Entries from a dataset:
>>>

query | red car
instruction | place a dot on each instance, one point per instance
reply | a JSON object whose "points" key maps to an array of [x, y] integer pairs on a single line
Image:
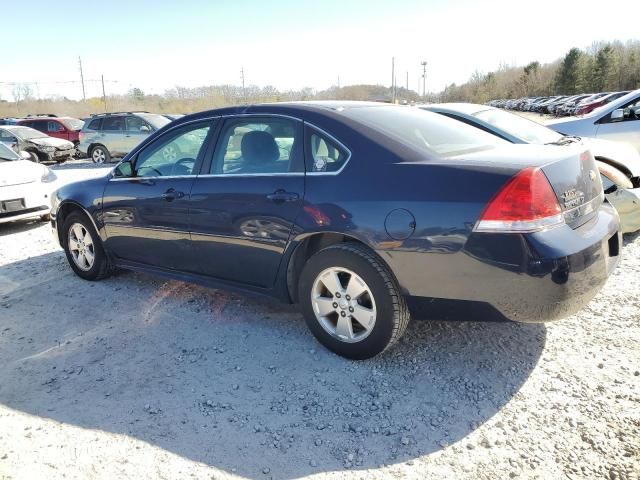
{"points": [[66, 128]]}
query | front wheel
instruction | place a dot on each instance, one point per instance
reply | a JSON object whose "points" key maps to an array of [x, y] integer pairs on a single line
{"points": [[83, 248], [351, 301], [100, 154]]}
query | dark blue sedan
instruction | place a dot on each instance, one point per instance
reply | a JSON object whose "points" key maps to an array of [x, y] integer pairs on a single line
{"points": [[358, 212]]}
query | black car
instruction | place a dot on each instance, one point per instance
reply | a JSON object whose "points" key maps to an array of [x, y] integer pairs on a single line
{"points": [[355, 211], [39, 146]]}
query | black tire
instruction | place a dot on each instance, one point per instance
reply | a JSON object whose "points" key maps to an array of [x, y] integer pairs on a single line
{"points": [[101, 266], [392, 315], [96, 157]]}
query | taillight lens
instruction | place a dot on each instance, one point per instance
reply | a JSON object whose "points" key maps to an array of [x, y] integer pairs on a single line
{"points": [[526, 203]]}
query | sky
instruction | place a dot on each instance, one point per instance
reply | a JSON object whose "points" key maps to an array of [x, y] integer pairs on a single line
{"points": [[290, 44]]}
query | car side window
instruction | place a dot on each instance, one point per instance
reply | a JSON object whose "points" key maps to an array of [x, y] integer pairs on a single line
{"points": [[632, 111], [175, 153], [258, 146], [324, 154], [95, 124], [54, 127], [113, 124], [135, 124]]}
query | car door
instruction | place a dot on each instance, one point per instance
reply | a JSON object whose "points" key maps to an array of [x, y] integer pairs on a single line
{"points": [[146, 202], [245, 204], [626, 129], [136, 130]]}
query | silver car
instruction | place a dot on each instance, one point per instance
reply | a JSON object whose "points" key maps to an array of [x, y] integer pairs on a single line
{"points": [[109, 135], [618, 120]]}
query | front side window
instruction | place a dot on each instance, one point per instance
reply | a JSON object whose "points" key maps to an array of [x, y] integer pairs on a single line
{"points": [[173, 154], [258, 146], [113, 124], [325, 155]]}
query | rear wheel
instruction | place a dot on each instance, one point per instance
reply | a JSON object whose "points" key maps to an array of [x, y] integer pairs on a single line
{"points": [[351, 301], [83, 248], [100, 154]]}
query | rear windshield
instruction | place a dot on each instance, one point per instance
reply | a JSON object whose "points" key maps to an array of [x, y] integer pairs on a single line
{"points": [[426, 131], [72, 123], [523, 128]]}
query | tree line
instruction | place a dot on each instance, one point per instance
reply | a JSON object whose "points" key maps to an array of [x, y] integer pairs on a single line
{"points": [[604, 66]]}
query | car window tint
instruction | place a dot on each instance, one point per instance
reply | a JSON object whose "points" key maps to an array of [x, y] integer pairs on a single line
{"points": [[95, 124], [326, 155], [113, 123], [256, 147], [175, 153], [135, 123]]}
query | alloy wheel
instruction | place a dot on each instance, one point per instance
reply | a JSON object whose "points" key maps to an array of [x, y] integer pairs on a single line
{"points": [[343, 304], [81, 247]]}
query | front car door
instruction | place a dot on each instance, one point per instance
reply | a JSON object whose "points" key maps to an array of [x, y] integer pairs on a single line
{"points": [[146, 202], [626, 129], [245, 203]]}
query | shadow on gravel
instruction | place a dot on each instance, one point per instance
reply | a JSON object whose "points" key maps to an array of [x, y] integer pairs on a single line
{"points": [[239, 383]]}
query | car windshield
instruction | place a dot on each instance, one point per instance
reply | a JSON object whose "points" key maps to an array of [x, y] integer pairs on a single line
{"points": [[523, 128], [427, 131], [6, 154], [72, 123], [157, 121], [26, 133]]}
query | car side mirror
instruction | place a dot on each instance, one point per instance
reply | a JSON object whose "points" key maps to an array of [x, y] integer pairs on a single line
{"points": [[123, 170], [617, 115]]}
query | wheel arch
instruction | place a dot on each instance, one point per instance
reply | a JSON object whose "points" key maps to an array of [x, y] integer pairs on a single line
{"points": [[309, 244], [67, 208]]}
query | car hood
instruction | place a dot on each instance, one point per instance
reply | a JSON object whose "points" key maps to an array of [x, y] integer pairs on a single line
{"points": [[19, 172], [52, 142], [619, 153]]}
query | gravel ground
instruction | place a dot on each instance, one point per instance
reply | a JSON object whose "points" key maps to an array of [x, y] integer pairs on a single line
{"points": [[135, 377]]}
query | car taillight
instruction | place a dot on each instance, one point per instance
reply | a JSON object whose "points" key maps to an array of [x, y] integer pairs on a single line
{"points": [[526, 203]]}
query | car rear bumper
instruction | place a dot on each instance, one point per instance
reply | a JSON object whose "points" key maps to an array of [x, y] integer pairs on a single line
{"points": [[627, 203], [534, 277]]}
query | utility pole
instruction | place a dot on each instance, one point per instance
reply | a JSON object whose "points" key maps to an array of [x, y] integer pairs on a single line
{"points": [[84, 95], [393, 79], [104, 94], [424, 79], [244, 92]]}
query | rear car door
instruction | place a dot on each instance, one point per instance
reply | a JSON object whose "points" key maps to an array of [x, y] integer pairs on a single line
{"points": [[112, 135], [625, 130], [245, 204], [136, 130], [146, 202]]}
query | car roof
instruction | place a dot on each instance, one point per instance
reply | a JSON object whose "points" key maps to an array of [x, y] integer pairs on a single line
{"points": [[466, 108]]}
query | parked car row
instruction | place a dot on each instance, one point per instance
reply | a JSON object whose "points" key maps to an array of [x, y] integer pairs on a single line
{"points": [[559, 105], [100, 137]]}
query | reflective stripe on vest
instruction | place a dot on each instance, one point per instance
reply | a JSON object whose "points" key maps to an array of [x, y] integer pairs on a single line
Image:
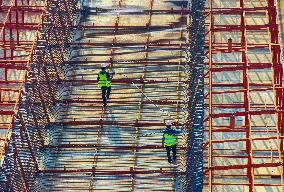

<<<

__Request__. How many lines in the items above contain the word "rear"? Give only the number.

__Written reply__. 4